- **DATA EXTRACT**
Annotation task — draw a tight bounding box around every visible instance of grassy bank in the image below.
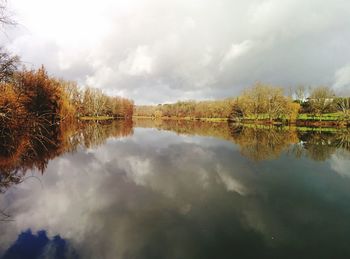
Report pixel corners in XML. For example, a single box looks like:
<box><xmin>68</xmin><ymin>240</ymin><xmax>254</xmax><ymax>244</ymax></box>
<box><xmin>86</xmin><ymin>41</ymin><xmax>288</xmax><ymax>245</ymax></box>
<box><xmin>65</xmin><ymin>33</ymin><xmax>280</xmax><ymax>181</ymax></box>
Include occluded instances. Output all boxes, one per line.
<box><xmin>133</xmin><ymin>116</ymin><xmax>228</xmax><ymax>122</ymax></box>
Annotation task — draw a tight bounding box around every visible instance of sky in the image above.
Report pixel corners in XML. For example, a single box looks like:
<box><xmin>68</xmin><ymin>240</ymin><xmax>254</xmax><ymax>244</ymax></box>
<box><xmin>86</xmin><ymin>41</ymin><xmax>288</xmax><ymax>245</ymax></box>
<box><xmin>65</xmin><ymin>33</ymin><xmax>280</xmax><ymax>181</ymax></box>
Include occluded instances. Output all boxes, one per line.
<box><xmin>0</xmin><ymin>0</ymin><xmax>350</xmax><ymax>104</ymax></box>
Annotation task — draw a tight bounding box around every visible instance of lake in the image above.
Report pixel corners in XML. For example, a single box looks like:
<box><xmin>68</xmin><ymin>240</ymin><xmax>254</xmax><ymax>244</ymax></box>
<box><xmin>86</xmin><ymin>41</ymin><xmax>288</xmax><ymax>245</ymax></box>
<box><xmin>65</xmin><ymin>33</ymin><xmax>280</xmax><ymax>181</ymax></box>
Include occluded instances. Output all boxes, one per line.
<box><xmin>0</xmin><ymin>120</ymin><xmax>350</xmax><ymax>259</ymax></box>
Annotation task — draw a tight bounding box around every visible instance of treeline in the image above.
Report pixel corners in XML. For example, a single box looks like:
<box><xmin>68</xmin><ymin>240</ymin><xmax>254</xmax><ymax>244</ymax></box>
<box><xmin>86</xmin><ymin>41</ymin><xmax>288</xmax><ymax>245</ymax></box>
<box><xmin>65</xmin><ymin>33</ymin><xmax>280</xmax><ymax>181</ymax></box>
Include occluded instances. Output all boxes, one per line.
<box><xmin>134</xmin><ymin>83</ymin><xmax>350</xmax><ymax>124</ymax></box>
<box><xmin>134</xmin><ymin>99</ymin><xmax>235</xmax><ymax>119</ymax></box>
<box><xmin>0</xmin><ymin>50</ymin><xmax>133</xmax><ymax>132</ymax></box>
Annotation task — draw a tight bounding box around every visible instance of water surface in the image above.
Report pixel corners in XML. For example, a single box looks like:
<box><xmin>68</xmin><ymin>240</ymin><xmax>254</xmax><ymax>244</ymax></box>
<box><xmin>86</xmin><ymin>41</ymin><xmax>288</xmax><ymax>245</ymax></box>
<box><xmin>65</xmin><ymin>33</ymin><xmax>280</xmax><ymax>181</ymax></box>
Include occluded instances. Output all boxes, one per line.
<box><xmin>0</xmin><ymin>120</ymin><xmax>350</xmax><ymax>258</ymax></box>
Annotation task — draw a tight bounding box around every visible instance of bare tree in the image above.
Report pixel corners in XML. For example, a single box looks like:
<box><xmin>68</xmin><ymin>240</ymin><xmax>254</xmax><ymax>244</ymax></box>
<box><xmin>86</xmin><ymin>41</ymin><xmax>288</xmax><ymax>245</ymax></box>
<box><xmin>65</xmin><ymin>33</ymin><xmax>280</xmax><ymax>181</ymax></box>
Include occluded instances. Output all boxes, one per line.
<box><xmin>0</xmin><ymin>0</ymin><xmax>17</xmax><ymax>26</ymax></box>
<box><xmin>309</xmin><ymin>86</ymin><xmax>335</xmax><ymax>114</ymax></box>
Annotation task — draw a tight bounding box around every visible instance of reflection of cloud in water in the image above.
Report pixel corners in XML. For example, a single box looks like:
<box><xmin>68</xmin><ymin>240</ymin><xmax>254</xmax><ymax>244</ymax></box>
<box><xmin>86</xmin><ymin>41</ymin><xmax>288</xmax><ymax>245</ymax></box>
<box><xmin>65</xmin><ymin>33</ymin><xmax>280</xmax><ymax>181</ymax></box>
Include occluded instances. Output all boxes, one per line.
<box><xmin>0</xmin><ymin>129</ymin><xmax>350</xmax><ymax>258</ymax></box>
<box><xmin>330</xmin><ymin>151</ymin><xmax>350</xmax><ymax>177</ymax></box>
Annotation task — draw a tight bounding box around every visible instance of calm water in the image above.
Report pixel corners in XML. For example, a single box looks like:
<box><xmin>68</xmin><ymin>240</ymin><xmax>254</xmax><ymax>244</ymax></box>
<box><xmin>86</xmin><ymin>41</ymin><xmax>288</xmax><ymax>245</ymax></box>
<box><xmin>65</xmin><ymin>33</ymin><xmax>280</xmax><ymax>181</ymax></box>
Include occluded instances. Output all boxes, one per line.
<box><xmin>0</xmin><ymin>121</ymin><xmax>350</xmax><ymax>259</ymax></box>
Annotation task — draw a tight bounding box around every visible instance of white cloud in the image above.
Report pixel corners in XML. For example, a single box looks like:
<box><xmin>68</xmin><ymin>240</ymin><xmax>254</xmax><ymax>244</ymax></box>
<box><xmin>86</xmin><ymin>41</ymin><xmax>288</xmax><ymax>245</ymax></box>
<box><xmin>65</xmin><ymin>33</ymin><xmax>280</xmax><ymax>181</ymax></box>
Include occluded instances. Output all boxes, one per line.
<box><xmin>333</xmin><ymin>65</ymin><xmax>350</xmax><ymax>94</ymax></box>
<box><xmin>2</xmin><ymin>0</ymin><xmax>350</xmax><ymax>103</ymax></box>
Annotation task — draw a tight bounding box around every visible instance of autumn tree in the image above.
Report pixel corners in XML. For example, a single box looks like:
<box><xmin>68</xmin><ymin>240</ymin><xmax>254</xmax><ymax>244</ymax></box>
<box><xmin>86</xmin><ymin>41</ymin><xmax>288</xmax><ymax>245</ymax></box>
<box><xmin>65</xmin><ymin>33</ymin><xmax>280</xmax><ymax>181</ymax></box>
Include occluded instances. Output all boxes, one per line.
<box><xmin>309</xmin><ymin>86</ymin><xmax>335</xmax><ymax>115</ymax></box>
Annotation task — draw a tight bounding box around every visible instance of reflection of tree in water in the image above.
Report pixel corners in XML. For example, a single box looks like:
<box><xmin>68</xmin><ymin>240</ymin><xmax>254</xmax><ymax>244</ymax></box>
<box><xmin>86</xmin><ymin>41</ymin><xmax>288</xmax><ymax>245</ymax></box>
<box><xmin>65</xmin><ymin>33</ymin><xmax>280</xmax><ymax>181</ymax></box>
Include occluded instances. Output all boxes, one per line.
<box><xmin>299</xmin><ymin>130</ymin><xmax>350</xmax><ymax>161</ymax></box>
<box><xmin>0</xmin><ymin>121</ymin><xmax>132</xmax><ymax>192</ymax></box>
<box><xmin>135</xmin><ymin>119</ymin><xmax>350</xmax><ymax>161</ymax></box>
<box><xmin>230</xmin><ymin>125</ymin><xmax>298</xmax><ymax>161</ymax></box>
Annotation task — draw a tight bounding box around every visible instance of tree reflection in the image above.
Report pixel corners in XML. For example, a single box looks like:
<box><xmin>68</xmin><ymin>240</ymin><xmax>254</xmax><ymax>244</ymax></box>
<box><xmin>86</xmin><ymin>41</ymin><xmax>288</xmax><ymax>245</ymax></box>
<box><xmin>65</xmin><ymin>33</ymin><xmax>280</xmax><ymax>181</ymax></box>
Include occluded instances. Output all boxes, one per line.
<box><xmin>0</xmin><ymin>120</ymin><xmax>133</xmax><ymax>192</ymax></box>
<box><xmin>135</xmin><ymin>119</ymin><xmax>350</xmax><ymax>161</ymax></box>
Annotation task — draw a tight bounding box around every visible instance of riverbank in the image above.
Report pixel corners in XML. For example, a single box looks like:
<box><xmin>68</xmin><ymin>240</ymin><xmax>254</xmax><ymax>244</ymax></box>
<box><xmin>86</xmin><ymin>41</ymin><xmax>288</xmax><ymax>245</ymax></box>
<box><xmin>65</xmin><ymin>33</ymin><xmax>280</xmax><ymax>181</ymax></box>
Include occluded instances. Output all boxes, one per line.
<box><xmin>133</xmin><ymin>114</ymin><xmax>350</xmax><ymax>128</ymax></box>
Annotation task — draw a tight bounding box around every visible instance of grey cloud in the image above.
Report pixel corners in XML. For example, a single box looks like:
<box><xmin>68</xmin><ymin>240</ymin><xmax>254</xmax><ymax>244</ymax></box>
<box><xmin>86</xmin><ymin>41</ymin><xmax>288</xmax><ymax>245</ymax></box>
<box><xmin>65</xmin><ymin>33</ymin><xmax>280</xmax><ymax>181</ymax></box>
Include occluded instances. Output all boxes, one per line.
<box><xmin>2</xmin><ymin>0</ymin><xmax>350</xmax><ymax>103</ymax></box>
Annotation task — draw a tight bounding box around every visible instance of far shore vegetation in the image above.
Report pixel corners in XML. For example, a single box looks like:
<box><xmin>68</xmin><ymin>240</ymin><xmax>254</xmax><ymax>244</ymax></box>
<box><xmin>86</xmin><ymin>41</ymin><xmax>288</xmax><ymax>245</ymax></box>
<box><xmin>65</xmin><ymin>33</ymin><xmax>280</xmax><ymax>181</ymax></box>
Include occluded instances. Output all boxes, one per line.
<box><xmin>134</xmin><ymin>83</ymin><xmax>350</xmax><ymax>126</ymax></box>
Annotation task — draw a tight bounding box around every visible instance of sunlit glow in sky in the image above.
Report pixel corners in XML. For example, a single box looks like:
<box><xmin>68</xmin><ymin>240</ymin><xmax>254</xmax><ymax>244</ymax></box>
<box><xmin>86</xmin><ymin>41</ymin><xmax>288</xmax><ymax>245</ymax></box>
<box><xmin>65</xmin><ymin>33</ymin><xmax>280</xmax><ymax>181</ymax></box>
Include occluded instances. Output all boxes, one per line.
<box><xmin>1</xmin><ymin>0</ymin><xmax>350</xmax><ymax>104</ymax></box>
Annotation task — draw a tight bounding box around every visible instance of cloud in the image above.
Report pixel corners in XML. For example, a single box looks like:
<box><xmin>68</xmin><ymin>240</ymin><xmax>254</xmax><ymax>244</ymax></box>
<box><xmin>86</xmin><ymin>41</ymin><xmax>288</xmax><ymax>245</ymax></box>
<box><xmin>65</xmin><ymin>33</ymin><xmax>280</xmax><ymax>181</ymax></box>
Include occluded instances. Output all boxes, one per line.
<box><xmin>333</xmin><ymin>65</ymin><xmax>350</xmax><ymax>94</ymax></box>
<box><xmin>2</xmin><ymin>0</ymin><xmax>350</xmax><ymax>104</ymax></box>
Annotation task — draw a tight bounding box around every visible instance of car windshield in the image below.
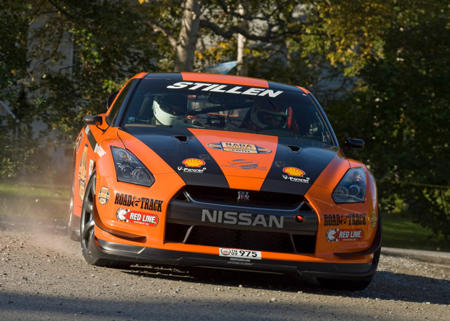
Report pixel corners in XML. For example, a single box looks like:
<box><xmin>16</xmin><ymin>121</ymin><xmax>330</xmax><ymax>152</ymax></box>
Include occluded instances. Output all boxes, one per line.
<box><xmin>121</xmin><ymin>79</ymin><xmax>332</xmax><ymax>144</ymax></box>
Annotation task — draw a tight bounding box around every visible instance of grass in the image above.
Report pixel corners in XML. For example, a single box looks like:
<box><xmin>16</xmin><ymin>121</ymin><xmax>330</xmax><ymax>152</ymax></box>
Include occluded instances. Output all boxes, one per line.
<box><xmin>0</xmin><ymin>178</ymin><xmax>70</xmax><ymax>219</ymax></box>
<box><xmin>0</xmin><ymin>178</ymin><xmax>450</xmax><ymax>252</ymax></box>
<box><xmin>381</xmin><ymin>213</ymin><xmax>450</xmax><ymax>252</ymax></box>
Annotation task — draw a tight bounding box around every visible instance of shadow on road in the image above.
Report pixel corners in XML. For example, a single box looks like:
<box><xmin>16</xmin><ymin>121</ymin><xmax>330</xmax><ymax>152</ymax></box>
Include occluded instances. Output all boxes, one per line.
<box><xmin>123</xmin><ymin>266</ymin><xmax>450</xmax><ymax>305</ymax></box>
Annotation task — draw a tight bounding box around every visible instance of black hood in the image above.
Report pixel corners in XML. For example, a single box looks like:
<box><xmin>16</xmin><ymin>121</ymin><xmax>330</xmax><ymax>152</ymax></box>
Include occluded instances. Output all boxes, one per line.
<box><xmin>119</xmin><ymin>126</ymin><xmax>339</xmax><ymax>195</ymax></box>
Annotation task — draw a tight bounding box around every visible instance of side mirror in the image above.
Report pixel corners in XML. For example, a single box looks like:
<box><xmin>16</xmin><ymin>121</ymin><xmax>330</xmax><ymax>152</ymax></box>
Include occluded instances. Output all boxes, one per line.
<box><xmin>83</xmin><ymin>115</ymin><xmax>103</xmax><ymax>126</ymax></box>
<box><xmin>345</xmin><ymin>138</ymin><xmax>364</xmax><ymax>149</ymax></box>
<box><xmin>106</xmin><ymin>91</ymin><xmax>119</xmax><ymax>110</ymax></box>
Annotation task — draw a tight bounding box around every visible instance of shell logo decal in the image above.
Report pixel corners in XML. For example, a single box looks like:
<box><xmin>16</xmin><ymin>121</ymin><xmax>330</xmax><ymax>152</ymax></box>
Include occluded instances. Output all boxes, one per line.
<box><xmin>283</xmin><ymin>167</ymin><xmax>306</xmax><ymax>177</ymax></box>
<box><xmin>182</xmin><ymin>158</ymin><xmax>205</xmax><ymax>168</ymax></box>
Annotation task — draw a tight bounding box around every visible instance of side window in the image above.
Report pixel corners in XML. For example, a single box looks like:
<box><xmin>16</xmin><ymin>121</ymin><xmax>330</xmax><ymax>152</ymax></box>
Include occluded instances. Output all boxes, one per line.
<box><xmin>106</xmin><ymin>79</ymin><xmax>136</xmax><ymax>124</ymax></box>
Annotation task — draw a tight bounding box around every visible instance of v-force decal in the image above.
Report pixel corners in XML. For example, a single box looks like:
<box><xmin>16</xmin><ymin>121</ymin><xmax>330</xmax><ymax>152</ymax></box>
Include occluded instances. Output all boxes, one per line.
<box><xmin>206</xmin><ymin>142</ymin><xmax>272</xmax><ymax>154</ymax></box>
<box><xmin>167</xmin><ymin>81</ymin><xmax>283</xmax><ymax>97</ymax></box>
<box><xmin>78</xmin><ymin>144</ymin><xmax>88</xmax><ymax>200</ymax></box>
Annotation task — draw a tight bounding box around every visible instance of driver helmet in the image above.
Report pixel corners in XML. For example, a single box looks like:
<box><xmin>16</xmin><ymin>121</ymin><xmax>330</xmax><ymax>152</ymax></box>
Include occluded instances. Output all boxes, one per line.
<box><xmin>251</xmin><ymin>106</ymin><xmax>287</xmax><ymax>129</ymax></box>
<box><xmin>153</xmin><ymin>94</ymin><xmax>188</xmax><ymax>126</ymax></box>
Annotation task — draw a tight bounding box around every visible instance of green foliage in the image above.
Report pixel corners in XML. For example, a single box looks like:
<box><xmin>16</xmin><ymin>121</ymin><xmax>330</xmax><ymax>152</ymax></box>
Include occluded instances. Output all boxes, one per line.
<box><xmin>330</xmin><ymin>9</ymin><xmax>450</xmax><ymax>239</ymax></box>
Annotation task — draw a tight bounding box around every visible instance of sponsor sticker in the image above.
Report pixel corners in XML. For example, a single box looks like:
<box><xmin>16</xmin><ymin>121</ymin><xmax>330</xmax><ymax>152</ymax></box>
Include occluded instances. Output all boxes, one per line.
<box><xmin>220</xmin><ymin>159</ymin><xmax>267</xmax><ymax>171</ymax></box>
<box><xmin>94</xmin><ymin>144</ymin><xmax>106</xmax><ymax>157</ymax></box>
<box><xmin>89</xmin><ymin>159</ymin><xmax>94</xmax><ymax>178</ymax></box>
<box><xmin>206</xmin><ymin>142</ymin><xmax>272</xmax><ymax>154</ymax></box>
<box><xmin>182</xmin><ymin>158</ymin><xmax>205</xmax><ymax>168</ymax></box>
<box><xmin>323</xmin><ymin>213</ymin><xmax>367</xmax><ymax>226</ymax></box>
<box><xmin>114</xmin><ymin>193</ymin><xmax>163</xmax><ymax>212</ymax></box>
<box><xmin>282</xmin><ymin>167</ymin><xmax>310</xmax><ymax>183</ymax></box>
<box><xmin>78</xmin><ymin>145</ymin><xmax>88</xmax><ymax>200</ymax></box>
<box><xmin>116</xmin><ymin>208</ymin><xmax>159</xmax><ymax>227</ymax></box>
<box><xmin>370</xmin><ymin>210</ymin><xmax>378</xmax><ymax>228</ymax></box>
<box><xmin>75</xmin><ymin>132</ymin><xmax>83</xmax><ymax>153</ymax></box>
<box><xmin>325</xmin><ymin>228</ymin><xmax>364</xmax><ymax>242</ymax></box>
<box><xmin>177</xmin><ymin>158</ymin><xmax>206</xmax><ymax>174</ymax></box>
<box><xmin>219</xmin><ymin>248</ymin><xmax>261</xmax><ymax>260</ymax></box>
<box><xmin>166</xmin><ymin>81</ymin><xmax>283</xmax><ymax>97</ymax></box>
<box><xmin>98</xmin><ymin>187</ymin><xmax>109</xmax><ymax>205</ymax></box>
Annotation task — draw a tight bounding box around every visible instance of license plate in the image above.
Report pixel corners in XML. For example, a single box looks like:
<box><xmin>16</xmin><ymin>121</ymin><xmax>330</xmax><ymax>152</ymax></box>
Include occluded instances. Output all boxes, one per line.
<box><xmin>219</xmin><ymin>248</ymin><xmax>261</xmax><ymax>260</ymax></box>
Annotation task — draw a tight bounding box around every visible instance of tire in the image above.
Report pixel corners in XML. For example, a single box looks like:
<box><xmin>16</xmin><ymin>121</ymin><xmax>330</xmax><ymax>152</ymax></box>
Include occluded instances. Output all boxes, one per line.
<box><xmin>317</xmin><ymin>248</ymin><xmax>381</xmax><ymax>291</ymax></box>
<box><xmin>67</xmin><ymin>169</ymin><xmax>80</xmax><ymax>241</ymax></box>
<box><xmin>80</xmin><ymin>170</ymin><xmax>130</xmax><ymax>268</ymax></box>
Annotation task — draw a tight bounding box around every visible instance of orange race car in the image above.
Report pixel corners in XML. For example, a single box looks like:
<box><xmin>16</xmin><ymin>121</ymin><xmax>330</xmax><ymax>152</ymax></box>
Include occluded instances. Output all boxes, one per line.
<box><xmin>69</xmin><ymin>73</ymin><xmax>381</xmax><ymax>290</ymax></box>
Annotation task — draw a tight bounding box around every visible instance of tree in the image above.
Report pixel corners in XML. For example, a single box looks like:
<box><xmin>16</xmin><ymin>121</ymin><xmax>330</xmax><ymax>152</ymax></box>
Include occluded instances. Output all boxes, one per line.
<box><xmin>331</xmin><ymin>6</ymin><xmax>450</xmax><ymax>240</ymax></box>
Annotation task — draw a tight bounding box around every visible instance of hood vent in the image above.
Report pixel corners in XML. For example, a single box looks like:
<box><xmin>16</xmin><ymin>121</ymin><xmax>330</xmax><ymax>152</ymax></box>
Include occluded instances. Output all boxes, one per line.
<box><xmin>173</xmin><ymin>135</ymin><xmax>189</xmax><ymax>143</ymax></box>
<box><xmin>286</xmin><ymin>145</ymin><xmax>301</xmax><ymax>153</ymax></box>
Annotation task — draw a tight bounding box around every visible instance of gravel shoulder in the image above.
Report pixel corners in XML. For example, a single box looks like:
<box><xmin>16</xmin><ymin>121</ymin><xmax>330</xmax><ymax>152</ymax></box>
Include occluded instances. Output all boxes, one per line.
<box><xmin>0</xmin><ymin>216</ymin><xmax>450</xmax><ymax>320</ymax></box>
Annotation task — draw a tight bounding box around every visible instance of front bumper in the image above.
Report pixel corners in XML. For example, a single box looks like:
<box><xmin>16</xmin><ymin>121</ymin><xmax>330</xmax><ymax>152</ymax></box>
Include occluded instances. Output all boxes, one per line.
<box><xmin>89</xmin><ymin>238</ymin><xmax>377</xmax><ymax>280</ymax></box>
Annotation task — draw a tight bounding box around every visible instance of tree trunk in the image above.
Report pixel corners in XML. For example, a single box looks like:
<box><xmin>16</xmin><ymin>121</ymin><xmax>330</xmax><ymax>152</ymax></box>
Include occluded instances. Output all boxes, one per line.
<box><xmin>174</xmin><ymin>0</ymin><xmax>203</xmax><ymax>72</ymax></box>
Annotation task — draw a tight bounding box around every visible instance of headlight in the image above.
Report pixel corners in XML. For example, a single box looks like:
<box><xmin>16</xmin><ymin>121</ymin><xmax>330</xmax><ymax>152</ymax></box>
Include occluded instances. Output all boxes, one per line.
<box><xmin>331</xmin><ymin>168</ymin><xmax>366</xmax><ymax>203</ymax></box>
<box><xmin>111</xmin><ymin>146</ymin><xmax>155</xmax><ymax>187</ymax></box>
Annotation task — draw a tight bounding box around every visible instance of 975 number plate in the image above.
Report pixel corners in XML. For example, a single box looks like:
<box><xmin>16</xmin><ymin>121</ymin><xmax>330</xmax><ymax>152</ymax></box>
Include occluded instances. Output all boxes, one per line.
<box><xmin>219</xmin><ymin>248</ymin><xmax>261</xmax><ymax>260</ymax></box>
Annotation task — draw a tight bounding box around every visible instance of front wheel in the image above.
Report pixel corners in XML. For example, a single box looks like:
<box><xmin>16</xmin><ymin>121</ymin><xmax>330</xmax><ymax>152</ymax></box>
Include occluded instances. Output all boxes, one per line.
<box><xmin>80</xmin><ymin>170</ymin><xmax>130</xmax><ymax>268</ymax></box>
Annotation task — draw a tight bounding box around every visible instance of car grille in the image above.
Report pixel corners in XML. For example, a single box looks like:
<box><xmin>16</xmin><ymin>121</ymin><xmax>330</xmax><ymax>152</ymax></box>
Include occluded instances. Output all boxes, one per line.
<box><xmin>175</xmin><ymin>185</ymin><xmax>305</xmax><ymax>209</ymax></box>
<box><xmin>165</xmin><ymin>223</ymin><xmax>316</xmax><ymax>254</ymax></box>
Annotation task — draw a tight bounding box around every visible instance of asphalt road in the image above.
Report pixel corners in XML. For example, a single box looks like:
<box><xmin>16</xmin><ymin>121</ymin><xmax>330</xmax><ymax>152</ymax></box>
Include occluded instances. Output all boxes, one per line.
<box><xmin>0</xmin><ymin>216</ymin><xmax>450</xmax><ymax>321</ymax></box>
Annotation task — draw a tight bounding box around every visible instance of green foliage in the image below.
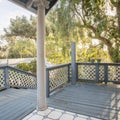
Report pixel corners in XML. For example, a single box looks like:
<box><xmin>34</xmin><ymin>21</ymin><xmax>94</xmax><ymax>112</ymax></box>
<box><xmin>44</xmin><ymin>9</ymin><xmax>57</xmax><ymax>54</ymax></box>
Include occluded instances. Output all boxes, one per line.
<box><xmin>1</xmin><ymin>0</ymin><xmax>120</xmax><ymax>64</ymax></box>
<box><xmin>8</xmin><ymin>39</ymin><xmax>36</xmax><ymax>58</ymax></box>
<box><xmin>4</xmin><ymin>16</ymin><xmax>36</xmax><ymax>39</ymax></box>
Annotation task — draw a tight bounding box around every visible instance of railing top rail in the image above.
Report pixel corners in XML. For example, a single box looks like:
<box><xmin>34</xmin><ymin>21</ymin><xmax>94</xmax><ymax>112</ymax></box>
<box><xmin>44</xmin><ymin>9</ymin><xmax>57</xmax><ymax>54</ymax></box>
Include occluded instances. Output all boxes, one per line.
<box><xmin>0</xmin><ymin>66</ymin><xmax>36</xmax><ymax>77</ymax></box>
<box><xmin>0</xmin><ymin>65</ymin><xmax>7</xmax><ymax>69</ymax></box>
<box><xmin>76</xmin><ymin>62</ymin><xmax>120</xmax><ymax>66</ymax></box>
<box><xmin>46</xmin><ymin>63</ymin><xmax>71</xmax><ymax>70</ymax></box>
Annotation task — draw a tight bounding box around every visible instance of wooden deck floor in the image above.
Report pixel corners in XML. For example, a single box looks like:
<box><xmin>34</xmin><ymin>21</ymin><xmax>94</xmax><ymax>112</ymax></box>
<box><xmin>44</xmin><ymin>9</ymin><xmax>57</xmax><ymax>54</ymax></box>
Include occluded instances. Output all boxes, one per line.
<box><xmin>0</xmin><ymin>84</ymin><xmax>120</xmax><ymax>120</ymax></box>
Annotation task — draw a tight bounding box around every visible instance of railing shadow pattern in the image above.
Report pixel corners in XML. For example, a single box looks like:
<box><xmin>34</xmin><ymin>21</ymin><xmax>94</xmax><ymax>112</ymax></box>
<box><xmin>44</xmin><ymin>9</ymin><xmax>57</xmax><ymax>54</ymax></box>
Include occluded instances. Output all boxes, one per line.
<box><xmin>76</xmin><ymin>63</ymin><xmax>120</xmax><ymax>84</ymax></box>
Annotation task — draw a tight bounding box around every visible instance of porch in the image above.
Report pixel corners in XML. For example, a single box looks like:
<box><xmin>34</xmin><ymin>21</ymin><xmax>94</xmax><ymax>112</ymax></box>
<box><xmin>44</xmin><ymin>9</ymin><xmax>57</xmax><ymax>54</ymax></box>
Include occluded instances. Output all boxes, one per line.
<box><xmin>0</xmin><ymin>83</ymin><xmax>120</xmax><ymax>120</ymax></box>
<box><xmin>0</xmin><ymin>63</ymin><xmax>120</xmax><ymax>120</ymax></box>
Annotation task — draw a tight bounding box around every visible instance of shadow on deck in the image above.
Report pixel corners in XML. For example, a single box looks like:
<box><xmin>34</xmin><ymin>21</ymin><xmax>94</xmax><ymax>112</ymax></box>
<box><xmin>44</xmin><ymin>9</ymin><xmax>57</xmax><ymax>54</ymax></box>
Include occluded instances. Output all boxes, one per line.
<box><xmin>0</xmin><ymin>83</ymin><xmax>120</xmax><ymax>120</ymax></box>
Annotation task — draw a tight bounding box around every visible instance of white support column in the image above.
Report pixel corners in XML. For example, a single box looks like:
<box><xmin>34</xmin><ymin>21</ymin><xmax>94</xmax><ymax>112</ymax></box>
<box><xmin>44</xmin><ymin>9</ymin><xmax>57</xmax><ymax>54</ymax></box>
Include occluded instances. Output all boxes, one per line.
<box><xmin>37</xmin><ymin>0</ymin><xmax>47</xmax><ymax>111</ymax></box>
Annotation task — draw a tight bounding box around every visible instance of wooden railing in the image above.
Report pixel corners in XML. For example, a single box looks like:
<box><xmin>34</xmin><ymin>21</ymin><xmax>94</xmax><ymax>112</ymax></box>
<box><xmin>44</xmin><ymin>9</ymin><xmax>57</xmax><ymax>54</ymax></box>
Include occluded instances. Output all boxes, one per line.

- **WHAT TO PRODUCE**
Return every line of the material above that contains the word "front", copying each line in full.

- **FULL RESPONSE**
Annotation task — draw a tight bounding box around every visible instance of front bumper in the image above.
Annotation task — draw a tight bounding box around every visible instance of front wheel in the image above.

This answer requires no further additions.